> **小练习 1**:
请逐字重打下文SQL笔记中从“DBeaver数据库操作软件,SQL语言”起，一直到“like ‘2006*’ 在学生选课表中查询学号以2006开头的学生的学号和成绩。”为止的内容，首尾两处都包括在内。

> **选段**:
● ● ● ● ● ● ●

DBeaver数据库操作软件,SQL语言
SELECT …… FROM…… AS
select 表内容 form 数据库名 order by asc/desc
升序或降序排列
只能出现一个selcet
从一个/多个表中检索数据。 select 是sql中的数据查询关键词 from 和 where是后缀的定位词 。 select from【<数据库名!>】<表名>【,【<数据库名!>】<表名>……】 where<连接条件> SELECT后跟想检索的内容,一/多个字段,即可以是字段名也可以是函数(系统自定义的);也可以是星号,表示输出表中所有的字段。 FROM是检索内容的来源,即表的名称。 WHERE是指定查询条件,把满足逻辑表达式的座位查询结果,是可选项。
SELECT …… FROM…… WHERE
如:SELECT 学号,成绩 FROM 学生选课 WHERE 学号 like ‘2006*’ 在学生选课表中查询学号以2006开头的学生的学号和成绩。
select distinct :去重操作,当多行重复时,只取出一行
如:
select DISTINCT
t1.send_stockorg_code as org_id,
t2.mng_org_name as mng_reg_id
from edw_ai.dim_stockorg_relationship as t1
left join
(select
store_code,
mng_org_name
from edw_ai.dim_mng_org_store) as t2
on t1.receive_stockorg_code = t2.store_code
##
两个应用,一个是SELECT…FROM…AS… 一个是,作为连接语句的操作符。 如sql中:create table tablename as select * from tablename2; 解释:先获取tablename表中的所有记录,之后创建一张tablename表,结构和tablename2表相同,记录为后面语句的查询结果。
WITH… AS…
with 公用表达式名字 as (select * from xxx where 条件) select * from 公用表达式名字 如:with A as (select * from class) select *from A 这个语句的意思就是,先执行select * from class 得到一个结果,将这个结果记录为A ,再执行select *from A 语句。A 表只是一个别名。 也就是将重复用到的大批量 的SQL语句,放到with as 中,加一个别名,在后面用到的时候就可以直接用。(也就是说,with as 类似于子函数)
对于大批量的SQL数据,起到优化的作用。
WITH的相关总结
with as 的使用范围仅限制在,with as 紧跟着的下一条SQL。之后with as 公用SQL失效。 1.使用with子句可以让子查询重用相同的with查询块,通过select调用(with子句只能被select查询块引用),一般在with查询用到多次情况下。在引用的select语句之前定义,同级只能定义with关键字只能使用一次,多个用逗号分割。 2.with子句的返回结果存到用户的临时表空间中,只做一次查询,反复使用,提高效率。 3.在同级select前有多个查询定义的时候,第1个用with,后面的不用with,并且用逗号隔开。 4.最后一个with 子句与下面的查询之间不能有逗号,只通过右括号分割,with 子句的查询必须用括号括起来。 5.如果定义了with子句,而在查询中不使用,那么会报ora-32035 错误:未引用在with子句中定义的查询名。(至少一个with查询的name未被引用,解决方法是移除未被引用的with查询),注意:只要后面有引用的就可以,不一定非要在主查询中引用,比如后面的with查询也引用了,也是可以的。 6.前面的with子句定义的查询在后面的with子句中可以使用。但是一个with子句内部不能嵌套with子句。 7.当一个查询块名字和一个表名或其他的对象相同时,解析器从内向外搜索,优先使用子查询块名字。 8.with查询的结果列有别名,引用的时候必须使用别名或*。

● ● ● ● ● ● ●

> **任务输入**:
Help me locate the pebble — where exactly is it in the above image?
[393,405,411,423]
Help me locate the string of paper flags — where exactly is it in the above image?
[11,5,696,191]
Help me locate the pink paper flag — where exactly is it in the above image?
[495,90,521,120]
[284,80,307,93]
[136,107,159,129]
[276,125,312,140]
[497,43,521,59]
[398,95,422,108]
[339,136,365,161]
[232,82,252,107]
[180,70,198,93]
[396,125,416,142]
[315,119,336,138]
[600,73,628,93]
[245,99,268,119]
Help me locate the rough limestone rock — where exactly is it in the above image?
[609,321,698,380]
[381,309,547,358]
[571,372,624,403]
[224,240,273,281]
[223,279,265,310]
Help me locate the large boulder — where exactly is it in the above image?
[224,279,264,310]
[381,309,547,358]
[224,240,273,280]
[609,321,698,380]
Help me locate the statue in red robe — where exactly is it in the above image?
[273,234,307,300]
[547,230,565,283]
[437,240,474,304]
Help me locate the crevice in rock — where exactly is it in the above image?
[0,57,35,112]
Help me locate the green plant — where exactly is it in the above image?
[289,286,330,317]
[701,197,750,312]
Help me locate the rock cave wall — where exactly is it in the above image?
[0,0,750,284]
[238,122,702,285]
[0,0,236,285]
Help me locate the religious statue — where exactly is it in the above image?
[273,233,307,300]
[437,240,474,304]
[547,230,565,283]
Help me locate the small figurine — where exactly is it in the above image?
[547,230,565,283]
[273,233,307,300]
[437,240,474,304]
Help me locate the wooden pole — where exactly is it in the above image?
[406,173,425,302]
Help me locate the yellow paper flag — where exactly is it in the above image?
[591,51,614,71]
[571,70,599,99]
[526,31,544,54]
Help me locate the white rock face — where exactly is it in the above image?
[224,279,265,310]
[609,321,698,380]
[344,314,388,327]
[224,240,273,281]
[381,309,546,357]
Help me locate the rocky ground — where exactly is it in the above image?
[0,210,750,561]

● ● ● ● ● ● ●

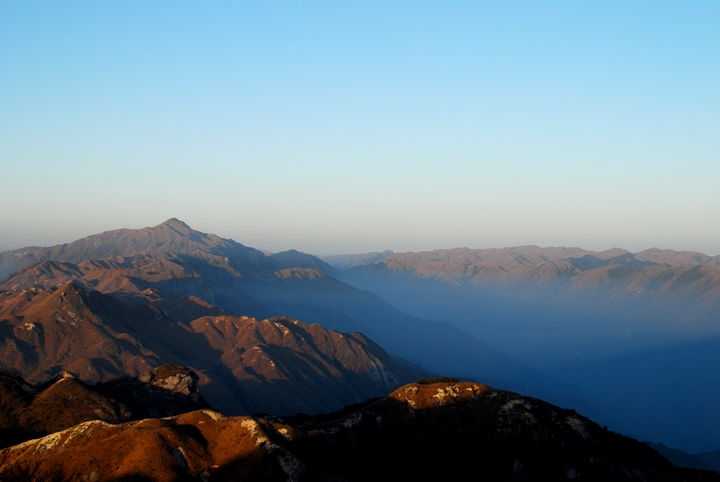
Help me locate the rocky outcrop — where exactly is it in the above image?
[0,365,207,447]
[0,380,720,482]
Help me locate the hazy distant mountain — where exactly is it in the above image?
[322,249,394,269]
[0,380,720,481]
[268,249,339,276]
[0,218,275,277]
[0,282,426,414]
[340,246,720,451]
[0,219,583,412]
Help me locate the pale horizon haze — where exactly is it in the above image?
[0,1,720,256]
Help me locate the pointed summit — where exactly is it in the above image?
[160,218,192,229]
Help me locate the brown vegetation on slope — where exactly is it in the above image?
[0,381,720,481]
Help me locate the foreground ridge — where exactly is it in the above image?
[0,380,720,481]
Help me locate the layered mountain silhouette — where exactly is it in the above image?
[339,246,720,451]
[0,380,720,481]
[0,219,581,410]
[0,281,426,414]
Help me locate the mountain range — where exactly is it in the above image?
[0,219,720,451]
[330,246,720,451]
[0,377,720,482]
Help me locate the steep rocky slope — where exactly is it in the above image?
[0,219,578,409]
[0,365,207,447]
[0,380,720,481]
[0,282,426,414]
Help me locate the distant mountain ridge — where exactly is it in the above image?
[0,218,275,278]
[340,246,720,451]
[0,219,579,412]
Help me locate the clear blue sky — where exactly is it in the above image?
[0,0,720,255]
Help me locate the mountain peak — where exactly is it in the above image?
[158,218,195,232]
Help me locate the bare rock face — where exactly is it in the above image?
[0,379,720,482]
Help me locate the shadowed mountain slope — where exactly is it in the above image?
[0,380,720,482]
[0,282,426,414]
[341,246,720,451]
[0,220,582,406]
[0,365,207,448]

● ● ● ● ● ● ●

> **小练习 2**:
在上方的数据行中，从含有“Help me locate the wooden”的那一行起，到含有“[526,31,544,54]”的那一行为止，两端都包括在内。请将这几行里的“wooden pole”换成“bamboo pole”，其余部分保持不变，只输出这几行。

> **回答 1**:
DBeaver数据库操作软件,SQL语言
SELECT …… FROM…… AS
select 表内容 form 数据库名 order by asc/desc
升序或降序排列
只能出现一个selcet
从一个/多个表中检索数据。 select 是sql中的数据查询关键词 from 和 where是后缀的定位词 。 select from【<数据库名!>】<表名>【,【<数据库名!>】<表名>……】 where<连接条件> SELECT后跟想检索的内容,一/多个字段,即可以是字段名也可以是函数(系统自定义的);也可以是星号,表示输出表中所有的字段。 FROM是检索内容的来源,即表的名称。 WHERE是指定查询条件,把满足逻辑表达式的座位查询结果,是可选项。
SELECT …… FROM…… WHERE
如:SELECT 学号,成绩 FROM 学生选课 WHERE 学号 like ‘2006*’ 在学生选课表中查询学号以2006开头的学生的学号和成绩。

> **回答 2**:
Help me locate the bamboo pole — where exactly is it in the above image?
[406,173,425,302]
Help me locate the yellow paper flag — where exactly is it in the above image?
[591,51,614,71]
[571,70,599,99]
[526,31,544,54]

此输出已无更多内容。